Items in a dataset
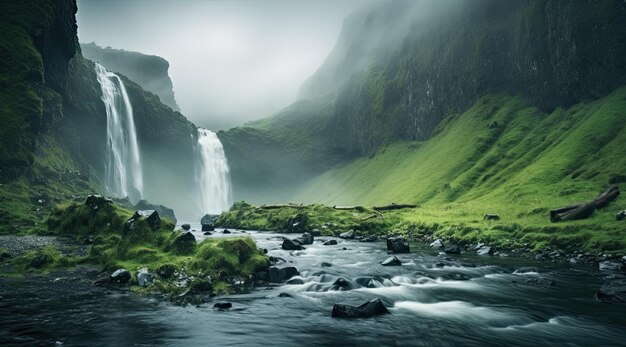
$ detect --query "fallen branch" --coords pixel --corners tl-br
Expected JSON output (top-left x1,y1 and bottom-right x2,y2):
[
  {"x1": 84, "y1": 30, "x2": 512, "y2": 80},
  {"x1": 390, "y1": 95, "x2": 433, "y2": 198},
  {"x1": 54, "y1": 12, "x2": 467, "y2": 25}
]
[{"x1": 372, "y1": 203, "x2": 417, "y2": 211}]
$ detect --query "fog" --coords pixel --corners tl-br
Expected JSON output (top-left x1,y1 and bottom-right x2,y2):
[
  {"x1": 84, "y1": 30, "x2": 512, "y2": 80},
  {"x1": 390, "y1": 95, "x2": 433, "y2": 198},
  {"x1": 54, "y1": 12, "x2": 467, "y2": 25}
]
[{"x1": 77, "y1": 0, "x2": 373, "y2": 129}]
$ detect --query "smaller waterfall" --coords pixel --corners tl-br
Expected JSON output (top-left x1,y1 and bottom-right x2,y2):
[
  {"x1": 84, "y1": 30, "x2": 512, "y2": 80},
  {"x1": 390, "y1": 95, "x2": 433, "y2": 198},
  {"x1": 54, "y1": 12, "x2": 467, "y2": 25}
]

What you should do
Copy every item above word for word, but leave out the pictures.

Task solution
$ detect --query "fallen branch" --coords pixel --corners tl-br
Expected JSON output (top-left x1,y1 and bottom-right x2,y2):
[
  {"x1": 84, "y1": 30, "x2": 512, "y2": 80},
  {"x1": 390, "y1": 95, "x2": 433, "y2": 198},
  {"x1": 54, "y1": 12, "x2": 467, "y2": 25}
]
[{"x1": 372, "y1": 203, "x2": 417, "y2": 211}]
$ detect --query "fog" --coords pixel --corners tl-br
Expected JSON output (top-left x1,y1 and bottom-right x2,y2):
[
  {"x1": 84, "y1": 30, "x2": 512, "y2": 80},
  {"x1": 390, "y1": 95, "x2": 433, "y2": 198},
  {"x1": 54, "y1": 12, "x2": 467, "y2": 25}
]
[{"x1": 77, "y1": 0, "x2": 373, "y2": 129}]
$ detect --query "smaller waterfall" --coords pixel --corners tl-br
Expected JSON output (top-left x1,y1 and bottom-right x2,y2):
[
  {"x1": 84, "y1": 30, "x2": 512, "y2": 80},
  {"x1": 390, "y1": 95, "x2": 433, "y2": 198},
  {"x1": 54, "y1": 12, "x2": 467, "y2": 25}
]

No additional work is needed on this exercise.